Dataset entries:
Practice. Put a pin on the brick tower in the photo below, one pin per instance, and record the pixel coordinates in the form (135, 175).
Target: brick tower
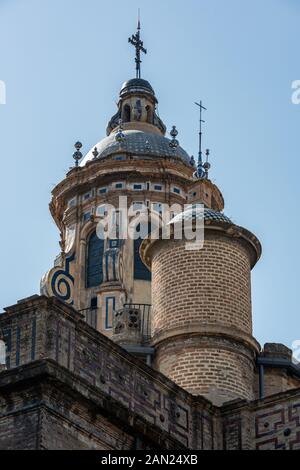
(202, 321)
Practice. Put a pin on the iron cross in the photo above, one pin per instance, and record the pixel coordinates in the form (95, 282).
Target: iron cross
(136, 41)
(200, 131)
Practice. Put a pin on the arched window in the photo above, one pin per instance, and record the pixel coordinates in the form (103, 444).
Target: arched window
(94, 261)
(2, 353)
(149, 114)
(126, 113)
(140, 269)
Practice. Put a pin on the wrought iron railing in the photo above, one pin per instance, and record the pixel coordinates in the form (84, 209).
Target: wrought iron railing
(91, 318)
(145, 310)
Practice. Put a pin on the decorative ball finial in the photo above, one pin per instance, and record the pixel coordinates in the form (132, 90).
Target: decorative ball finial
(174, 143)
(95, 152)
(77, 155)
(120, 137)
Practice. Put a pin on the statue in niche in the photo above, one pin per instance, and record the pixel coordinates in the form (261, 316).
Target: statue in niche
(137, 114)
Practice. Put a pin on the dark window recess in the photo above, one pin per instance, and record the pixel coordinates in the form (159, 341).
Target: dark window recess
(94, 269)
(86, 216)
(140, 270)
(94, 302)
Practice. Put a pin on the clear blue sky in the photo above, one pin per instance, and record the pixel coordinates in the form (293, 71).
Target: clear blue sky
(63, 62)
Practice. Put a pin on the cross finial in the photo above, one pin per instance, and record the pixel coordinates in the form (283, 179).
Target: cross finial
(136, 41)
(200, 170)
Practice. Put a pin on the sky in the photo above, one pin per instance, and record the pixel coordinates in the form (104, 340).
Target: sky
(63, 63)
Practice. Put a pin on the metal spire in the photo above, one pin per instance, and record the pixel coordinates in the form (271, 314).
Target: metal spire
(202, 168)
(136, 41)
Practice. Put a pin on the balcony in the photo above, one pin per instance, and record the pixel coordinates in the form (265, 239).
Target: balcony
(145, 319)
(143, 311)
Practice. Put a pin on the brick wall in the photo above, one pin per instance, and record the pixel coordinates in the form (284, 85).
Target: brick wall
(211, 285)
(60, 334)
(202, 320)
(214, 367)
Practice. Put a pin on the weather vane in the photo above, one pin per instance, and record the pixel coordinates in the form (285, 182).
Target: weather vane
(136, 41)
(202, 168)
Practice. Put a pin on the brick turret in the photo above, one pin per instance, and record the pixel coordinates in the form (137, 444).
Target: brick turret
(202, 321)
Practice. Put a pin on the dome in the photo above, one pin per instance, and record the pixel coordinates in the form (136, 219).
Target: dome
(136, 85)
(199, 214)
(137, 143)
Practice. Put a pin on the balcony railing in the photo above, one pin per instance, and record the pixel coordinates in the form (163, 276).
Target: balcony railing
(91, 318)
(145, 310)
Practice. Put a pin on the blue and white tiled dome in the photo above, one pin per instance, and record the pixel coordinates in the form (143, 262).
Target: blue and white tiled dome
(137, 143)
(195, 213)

--

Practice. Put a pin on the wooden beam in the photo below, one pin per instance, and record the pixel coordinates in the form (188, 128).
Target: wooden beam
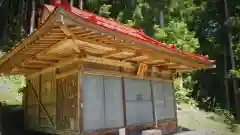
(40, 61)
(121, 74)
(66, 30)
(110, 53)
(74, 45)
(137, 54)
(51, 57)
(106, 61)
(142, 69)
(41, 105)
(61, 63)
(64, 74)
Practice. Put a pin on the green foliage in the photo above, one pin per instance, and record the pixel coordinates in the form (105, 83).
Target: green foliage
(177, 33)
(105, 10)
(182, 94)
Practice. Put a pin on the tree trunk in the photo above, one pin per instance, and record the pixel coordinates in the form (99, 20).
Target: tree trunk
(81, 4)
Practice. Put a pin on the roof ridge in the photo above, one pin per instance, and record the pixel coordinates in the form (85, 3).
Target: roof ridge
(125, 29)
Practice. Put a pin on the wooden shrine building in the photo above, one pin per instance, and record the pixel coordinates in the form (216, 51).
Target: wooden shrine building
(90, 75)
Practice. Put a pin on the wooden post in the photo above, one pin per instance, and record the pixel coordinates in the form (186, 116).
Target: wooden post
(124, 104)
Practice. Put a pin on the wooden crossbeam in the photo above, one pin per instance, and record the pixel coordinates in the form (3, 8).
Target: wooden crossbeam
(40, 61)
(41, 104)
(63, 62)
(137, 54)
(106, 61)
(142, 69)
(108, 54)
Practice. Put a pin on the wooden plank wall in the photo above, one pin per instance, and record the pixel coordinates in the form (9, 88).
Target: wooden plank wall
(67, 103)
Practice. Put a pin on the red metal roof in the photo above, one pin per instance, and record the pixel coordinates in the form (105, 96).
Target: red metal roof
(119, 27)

---

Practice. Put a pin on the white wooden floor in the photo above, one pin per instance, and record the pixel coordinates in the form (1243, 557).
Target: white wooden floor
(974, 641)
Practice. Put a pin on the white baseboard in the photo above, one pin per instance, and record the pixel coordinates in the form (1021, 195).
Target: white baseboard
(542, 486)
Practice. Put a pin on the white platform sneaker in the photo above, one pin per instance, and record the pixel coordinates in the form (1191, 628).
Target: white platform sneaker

THE TASK
Find and copy each line of the data where "platform" is present.

RESULT OF THIS EXERCISE
Practice. Put a pin on the white platform sneaker in the photo above, one pin per instance, and record the pixel coordinates in the form (1191, 628).
Target: white platform sneaker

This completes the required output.